## Begin EXERCISE MATERIALS

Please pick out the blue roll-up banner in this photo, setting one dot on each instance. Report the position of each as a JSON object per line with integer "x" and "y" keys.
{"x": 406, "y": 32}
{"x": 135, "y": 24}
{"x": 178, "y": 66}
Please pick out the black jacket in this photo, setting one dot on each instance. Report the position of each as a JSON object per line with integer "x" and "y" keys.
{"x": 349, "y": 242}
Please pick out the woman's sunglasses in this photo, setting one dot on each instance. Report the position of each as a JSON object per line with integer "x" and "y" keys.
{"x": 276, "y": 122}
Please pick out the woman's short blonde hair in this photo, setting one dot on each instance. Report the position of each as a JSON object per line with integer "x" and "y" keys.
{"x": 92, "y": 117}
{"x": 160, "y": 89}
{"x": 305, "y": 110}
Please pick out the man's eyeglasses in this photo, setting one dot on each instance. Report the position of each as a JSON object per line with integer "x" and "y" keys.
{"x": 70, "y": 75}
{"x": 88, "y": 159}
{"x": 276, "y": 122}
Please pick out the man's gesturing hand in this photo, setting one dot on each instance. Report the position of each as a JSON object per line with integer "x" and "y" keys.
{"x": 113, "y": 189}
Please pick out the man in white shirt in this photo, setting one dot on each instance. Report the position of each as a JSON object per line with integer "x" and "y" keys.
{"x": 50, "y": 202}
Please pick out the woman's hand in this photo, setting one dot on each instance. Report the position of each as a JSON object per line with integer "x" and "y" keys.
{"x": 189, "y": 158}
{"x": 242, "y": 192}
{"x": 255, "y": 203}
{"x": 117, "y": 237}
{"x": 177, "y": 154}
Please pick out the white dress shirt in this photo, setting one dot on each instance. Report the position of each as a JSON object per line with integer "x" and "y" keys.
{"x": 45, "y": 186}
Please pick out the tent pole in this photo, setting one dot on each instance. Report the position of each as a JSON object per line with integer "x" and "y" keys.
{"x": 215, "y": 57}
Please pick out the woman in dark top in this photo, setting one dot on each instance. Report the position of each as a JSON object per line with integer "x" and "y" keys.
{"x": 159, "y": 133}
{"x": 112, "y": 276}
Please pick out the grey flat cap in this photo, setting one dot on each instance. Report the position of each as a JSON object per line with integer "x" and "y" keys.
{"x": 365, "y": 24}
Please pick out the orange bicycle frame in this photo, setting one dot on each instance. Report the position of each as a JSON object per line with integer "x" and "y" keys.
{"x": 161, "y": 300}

## End EXERCISE MATERIALS
## Begin EXERCISE MATERIALS

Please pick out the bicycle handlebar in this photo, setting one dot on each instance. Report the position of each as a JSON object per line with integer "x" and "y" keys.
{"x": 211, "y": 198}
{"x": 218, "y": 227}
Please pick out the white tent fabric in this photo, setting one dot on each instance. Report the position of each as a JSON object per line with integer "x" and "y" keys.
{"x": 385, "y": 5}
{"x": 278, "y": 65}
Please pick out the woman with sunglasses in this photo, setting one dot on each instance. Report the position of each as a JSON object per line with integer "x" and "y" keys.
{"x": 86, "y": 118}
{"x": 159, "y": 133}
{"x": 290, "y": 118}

## End EXERCISE MATERIALS

* _WHAT IS NEEDED_
Locate each line in the listing above that contains the word "bicycle", and copy those lines in full. Letter case must match.

* _SOLUTION BELOW_
Please pick out the orange bicycle frame in this photo, setting one dot on each instance. Report the position of each as a JSON object per line with integer "x" and "y" keys.
Please pick out the bicycle handlebar in this photo, setting one dot on each instance. Report the position of each as a JSON object per line with integer "x" and "y" keys.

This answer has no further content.